-- Opening Marker --
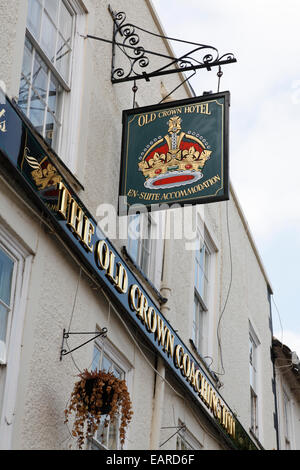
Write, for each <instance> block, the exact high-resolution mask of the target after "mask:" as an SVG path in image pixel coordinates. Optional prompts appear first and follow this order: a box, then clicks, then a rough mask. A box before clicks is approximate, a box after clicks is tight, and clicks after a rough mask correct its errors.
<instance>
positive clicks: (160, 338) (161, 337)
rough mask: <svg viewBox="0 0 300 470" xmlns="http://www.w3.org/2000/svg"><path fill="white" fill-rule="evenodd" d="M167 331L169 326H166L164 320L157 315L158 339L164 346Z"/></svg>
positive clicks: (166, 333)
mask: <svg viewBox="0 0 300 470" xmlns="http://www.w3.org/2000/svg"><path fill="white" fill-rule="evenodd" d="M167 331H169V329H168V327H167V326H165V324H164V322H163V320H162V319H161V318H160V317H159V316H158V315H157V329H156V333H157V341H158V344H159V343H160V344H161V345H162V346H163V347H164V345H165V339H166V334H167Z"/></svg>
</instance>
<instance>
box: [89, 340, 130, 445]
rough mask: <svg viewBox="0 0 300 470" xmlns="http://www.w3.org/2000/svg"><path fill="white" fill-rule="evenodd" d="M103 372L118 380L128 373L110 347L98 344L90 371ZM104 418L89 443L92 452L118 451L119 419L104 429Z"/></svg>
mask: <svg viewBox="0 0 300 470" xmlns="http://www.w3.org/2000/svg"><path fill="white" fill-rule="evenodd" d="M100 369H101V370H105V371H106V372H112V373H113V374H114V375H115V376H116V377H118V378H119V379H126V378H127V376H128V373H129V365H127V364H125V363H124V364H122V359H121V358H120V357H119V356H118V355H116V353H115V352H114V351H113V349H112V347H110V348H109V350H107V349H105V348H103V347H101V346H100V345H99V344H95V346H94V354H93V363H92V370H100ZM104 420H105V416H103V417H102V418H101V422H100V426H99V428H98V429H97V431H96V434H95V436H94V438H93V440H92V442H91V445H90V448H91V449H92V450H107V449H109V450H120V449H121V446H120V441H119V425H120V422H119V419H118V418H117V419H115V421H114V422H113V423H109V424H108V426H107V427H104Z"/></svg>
-- Closing Marker --
Instructions for the task: Give all the items again, swapping "rough mask" for "coarse mask" everywhere and changing nothing else. Leave the pictures out.

Problem solution:
Write, for each <instance> block, the exact high-resolution mask of the target after "mask:" as an SVG path in image pixel coordinates. Optional prompts appear first and follow this order: a box, then clicks, then a coarse mask. A box before clicks is approximate, a box after clicks is tight, and clicks after a coarse mask correct its errors.
<instance>
positive clicks: (160, 338) (161, 337)
coarse mask: <svg viewBox="0 0 300 470" xmlns="http://www.w3.org/2000/svg"><path fill="white" fill-rule="evenodd" d="M167 331L169 326H166L164 320L157 315L158 339L164 346Z"/></svg>
positive clicks: (166, 333)
mask: <svg viewBox="0 0 300 470" xmlns="http://www.w3.org/2000/svg"><path fill="white" fill-rule="evenodd" d="M167 331H169V329H168V327H167V326H165V324H164V322H163V320H162V319H161V318H160V317H159V316H158V315H157V329H156V333H157V341H158V344H159V343H160V344H161V345H162V346H163V347H164V345H165V339H166V334H167Z"/></svg>
</instance>
<instance>
box: [89, 340, 130, 445]
coarse mask: <svg viewBox="0 0 300 470" xmlns="http://www.w3.org/2000/svg"><path fill="white" fill-rule="evenodd" d="M103 372L118 380L128 373L110 347L98 344L90 371ZM104 418L89 443L92 452L118 451L119 419L104 429Z"/></svg>
mask: <svg viewBox="0 0 300 470" xmlns="http://www.w3.org/2000/svg"><path fill="white" fill-rule="evenodd" d="M100 369H101V370H105V371H106V372H112V373H113V374H114V375H115V376H116V377H118V378H119V379H126V378H127V376H128V373H129V365H127V364H125V363H124V364H122V359H121V358H120V357H119V356H118V355H116V353H115V352H114V351H113V349H112V347H110V348H109V350H107V349H105V348H103V347H101V346H100V345H99V344H95V346H94V354H93V363H92V370H100ZM104 420H105V416H103V417H102V418H101V422H100V426H99V428H98V429H97V431H96V434H95V436H94V438H93V440H92V442H91V445H90V448H91V449H92V450H107V449H109V450H120V449H121V446H120V441H119V425H120V422H119V419H118V418H117V419H115V421H114V422H113V423H109V424H108V426H107V427H104Z"/></svg>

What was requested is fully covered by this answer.